Brasil: Nada cairá do céu sem mobilização!

Dada a nova situação no Brasil, após a eleição de Lula, e depois da polémica que gerou a recusa de convidar o Presidente do Brasil a discursar na sessão solene parlamentar de comemoração do 25 de Abril (com receio de que Lula pusesse em causa o envio de armas do Governo português para Zelensky?), considerámos importante publicar o Editorial do nº 913 do jornal da Corrente “O Trabalho” (Secção brasileira da 4ª Internacional) do PT.

O próximo dia 8 de Março – dia internacional de luta da mulher trabalhadora – terá lugar num mundo marcado pela guerra na Ucrânia, que acaba de completar um ano e contra a qual as mulheres estiveram na linha de frente de mobilizações ocorridas na Europa.

No Brasil, nas ruas em 8 de Março, as palavras de ordem de legalização e direito ao aborto seguro, de salário igual para trabalho igual, creches públicas e outras, serão acompanhadas, certamente, pelo grito “Não à amnistia” que ecoou desde a posse de Lula e ganhou ainda maior importância após a tentativa golpista de 8 de Janeiro.

Afinal, dois meses passados, ainda que haja centenas de presos, os organizadores graúdos do assalto às sedes dos três poderes ainda não foram punidos, muitos nem sequer indiciados. Os golpistas continuam aí.

Enquanto Bolsonaro, a partir os Estados Unidos da América, acena aos seus partidários presos ou soltos, gravações áudio feitas pelo general Tomás Paiva, actual comandante do Exército, deixam claro o pensamento dos militares de alta patente sobre os “indesejáveis” Lula e PT, bem como o desejo de continuarem a exercer a sua tutela sobre a República (1) com consequências nefastas para o povo, como o genocídio dos Yanomami (2) e a tragédia do litoral paulista (3).

Soma-se a isto a reacção do presidente bolsonarista do Banco Central à sugestão de Lula de baixar os juros (4). Tudo a demonstrar que a punição dos golpistas, inclusive de chefes militares, como preconiza a Resolução aprovada pelo Directório Nacional do PT (pág. 4), a desbolsonarização do Estado e a revogação das medidas antipopulares adoptadas desde o golpe contra Dilma – como a Reforma Laboral, da Previdência (Segurança Social) e do Ensino secundário – não são “revanchismo” (como acusa os grandes órgãos da Comunicação Social) – mas uma necessidade para avançar na satisfação das demandas do povo trabalhador e para a reconstrução de um país soberano.

Avançar nesta via, no entanto, não pode depender da confiança nas actuais instituições carcomidas, na fábula de generais democratas, em juízes togados e muito menos na ampla – e frágil – coligação (governamental). Avançar nesta via só será possível através da mobilização popular.

_____

**Tarefa proposta A**
Reescreva em forma de lista o parágrafo do excerto que começa por “No Brasil, nas ruas em 8 de Março”, mantendo os factos principais.

_____

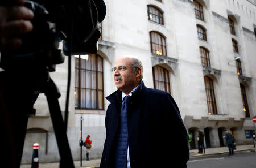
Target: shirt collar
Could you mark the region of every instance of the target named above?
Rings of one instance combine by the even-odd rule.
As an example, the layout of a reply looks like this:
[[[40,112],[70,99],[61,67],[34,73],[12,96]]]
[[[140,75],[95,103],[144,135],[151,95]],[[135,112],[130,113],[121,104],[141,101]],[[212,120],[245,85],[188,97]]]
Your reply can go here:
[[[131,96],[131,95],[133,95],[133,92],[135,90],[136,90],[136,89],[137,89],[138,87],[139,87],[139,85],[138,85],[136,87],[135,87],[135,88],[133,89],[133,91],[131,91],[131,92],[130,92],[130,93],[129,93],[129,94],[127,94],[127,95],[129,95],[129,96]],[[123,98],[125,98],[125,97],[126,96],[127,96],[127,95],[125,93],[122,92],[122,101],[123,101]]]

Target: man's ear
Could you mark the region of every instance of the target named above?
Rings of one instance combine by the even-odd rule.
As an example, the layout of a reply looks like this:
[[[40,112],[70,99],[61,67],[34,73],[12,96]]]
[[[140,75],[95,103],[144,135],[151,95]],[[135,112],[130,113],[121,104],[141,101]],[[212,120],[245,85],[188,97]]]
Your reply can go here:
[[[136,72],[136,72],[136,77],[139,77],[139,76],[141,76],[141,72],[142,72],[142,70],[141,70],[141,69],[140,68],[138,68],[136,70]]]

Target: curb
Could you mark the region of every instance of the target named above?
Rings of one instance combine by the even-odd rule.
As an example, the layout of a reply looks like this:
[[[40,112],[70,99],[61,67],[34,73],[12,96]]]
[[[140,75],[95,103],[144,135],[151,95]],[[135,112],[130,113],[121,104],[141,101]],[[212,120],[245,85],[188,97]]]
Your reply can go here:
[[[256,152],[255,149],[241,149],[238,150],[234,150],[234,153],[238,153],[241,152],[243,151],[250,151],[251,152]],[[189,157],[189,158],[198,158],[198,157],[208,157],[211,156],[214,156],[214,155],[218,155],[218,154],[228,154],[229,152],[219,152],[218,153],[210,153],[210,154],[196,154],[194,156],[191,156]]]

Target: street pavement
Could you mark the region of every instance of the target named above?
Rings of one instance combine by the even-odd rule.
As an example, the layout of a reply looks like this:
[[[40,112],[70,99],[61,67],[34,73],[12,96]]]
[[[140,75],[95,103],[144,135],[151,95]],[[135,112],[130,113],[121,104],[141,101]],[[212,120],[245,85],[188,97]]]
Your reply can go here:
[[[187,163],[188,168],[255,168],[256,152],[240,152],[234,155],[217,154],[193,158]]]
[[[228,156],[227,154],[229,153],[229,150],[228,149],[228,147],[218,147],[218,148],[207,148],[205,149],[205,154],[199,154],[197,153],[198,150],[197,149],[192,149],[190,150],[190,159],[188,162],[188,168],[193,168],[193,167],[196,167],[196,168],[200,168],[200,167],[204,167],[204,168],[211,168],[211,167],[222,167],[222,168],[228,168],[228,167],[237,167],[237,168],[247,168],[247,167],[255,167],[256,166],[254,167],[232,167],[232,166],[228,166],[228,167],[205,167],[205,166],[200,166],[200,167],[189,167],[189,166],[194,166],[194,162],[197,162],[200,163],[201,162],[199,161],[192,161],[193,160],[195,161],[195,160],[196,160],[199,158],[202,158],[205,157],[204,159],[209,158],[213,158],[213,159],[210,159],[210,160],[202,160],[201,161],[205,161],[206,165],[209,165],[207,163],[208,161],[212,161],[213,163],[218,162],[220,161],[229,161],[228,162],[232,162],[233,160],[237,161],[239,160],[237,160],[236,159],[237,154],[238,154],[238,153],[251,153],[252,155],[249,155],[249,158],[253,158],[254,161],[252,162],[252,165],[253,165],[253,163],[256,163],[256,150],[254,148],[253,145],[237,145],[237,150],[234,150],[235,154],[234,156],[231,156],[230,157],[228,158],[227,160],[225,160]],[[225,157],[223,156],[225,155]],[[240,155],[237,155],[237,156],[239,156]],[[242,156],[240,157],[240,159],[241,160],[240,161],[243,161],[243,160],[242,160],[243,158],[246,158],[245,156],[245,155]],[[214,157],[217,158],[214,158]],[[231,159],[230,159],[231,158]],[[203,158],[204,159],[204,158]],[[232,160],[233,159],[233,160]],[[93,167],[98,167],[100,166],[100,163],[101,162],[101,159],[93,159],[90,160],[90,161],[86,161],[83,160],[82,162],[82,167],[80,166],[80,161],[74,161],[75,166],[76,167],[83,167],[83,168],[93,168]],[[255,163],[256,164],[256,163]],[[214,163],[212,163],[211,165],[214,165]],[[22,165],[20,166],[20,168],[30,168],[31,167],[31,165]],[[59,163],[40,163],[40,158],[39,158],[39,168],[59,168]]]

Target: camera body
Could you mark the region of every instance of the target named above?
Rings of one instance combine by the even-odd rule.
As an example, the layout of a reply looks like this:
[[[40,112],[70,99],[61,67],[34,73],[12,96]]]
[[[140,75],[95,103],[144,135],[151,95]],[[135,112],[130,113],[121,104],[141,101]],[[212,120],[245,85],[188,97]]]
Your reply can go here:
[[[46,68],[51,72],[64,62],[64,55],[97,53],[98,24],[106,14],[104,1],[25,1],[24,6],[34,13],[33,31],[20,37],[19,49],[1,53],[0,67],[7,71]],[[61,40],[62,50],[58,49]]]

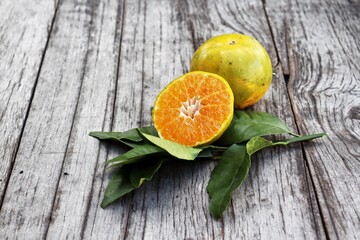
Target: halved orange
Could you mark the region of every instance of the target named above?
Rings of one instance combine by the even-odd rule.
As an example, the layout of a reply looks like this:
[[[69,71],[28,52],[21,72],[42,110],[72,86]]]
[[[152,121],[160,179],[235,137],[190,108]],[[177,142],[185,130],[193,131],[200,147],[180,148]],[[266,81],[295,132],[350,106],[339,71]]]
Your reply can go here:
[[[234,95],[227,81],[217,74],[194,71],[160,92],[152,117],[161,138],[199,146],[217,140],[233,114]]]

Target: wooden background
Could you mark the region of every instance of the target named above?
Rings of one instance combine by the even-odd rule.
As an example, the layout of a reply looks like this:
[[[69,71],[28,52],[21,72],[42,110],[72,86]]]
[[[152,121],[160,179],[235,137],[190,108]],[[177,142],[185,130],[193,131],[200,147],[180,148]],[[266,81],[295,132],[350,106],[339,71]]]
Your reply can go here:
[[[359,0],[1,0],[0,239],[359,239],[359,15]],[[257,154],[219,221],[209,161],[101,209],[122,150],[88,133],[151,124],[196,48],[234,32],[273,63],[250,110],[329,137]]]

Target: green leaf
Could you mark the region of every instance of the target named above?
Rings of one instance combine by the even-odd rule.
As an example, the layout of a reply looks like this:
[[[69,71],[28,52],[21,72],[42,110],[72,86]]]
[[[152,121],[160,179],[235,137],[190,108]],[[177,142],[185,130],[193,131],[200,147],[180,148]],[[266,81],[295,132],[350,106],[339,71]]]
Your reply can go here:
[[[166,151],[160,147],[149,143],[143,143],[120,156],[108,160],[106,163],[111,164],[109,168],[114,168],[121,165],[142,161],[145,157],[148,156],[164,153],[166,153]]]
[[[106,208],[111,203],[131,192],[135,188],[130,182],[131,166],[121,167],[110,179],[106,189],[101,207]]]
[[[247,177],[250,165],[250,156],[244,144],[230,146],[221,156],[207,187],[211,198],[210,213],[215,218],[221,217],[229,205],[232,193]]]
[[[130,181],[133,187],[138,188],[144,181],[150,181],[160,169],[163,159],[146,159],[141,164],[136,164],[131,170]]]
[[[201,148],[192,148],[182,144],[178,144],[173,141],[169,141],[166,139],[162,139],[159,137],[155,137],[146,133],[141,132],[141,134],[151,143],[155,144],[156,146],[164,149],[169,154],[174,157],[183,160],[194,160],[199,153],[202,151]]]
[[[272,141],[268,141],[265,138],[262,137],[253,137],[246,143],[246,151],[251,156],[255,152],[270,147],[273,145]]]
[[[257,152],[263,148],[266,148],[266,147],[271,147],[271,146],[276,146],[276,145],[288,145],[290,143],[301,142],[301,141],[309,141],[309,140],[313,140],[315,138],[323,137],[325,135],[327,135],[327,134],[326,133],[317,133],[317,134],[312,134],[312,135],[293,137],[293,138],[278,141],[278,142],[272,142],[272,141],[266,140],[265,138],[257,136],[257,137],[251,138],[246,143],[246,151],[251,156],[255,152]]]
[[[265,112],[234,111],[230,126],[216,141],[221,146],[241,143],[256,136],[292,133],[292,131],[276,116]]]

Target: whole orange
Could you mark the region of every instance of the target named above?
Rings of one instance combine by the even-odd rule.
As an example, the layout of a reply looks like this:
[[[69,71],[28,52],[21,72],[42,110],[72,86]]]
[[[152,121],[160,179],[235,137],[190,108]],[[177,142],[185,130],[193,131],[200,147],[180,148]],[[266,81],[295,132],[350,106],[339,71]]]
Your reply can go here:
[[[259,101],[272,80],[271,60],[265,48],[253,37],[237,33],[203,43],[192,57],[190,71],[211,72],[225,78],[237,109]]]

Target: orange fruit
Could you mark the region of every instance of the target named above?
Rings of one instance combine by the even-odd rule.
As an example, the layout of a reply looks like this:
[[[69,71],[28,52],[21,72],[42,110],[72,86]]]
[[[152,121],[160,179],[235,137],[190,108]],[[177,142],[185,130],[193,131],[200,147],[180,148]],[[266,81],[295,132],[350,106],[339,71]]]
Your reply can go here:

_____

**Tarefa proposta B**
Apresente todas as linhas dos registos que contêm a palavra “orange”.

**Resposta A**
- Local e data: nas ruas do Brasil, a 8 de Março.
- Palavras de ordem: legalização e direito ao aborto seguro, salário igual para trabalho igual, creches públicas e outras.
- Grito que certamente as acompanhará: “Não à amnistia”.
- Origem desse grito: ecoou desde a posse de Lula.
- Reforço: ganhou ainda maior importância após a tentativa golpista de 8 de Janeiro.

**Resposta B**
Target: halved orange
Target: whole orange
Target: orange fruit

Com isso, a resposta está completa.